In the FIGURE, the die casting machine of the horizontal cold chamber type comprises a stationary metallic mould 1 and a movable metallic mould 2 between which a die cavity 3 is formed when the both moulds 1, 2 are moved toward each other and closed together and an injection sleeve 4 attached to the stationary mould 1 and having a pouring gate 5 near the free end thereof. A plunger 6 having a tip 7 attached to the forward end thereof is slidably received in the sleeve 4 and reciprocally driven therein by a piston rod 8 of a driving device (not shown) through a coupling 9 connecting the same to the rear end of the plunger 6.
Molten metal is supplied into the sleeve 4 through the pouring gate 5 when the tip 7 is retracted beyond the pouring gate 5 and is injected into the cavity 3 for forming a die cast product by the forward movement of the tip 7 driven by the driving device.
The plunger 6 is in the form of a hollow cylinder, in which a pipe 10 is arranged, and the rear end of the pipe 10 is securely attached to the coupling 9 so that an annular passage 11 is held between the inner surface of the plunger 6 and the outer surface of the pipe 10. The forward open end of the pipe 10 is terminated within a hollow space 12 formed in the tip 7.

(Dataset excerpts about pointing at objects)
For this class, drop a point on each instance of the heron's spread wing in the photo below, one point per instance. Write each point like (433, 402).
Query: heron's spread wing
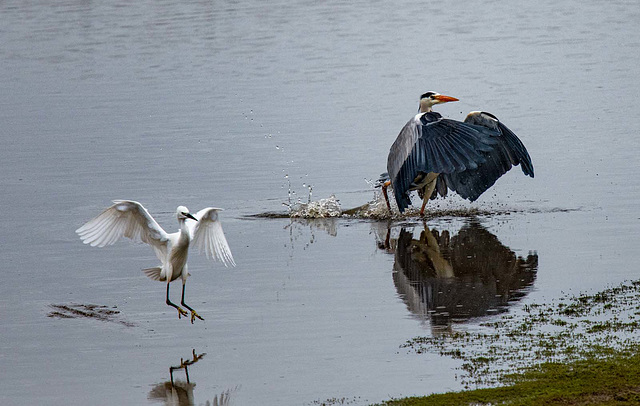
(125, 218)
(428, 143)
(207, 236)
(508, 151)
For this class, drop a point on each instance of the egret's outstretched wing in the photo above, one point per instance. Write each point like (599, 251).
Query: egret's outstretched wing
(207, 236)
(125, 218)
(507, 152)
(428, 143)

==

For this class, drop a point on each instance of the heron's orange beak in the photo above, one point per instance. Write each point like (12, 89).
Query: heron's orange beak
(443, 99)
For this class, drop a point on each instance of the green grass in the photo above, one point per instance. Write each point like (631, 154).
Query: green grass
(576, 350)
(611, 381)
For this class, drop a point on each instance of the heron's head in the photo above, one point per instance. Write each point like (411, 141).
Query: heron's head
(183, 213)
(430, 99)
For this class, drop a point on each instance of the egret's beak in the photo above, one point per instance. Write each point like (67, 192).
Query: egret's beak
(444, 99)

REQUIREMENTS
• A. In the die casting machine description, when is molten metal supplied into the sleeve 4?
• B. Resume the die casting machine description from the point where it stops.
The listing comes from a separate source.

TASK RESPONSES
• A. When the tip 7 is retracted beyond the pouring gate 5.

• B.
The inner passage 13 formed in the pipe 10 communicates with an inlet pipe 14 secured to the pipe 10 adjacent to the coupling 9, which inlet pipe 14 sealingly passes through the plunger 6 and is connected to both of a valve 15 for supplying cooling fluid or liquid such as water from a source (not shown) when opened and a valve 16 for supplying pressurized gas such as pressurized air from a source (not shown) when it is switchingly opened while the valve 15 is held closed by operation of the control means. The valves 15 and 16 may be controlled in timed relationship with the actuation of the sleeve 6.
On the other hand, an outlet pipe 17 is attached to the plunger 6 near the coupling 9 and communicates with the annular passage 11 between the plunger 6 and the pipe 10.
Thus, the cooling fluid or the pressurized gas supplied into the inner passage 13 through the inlet pipe 14 is introduced into the hollow space 12 and is discharged through the annular passage 11 and the outlet pipe 17 to the exterior of the die casting machine through a discharge pipe 18 to an appropriate location as shown by arrows.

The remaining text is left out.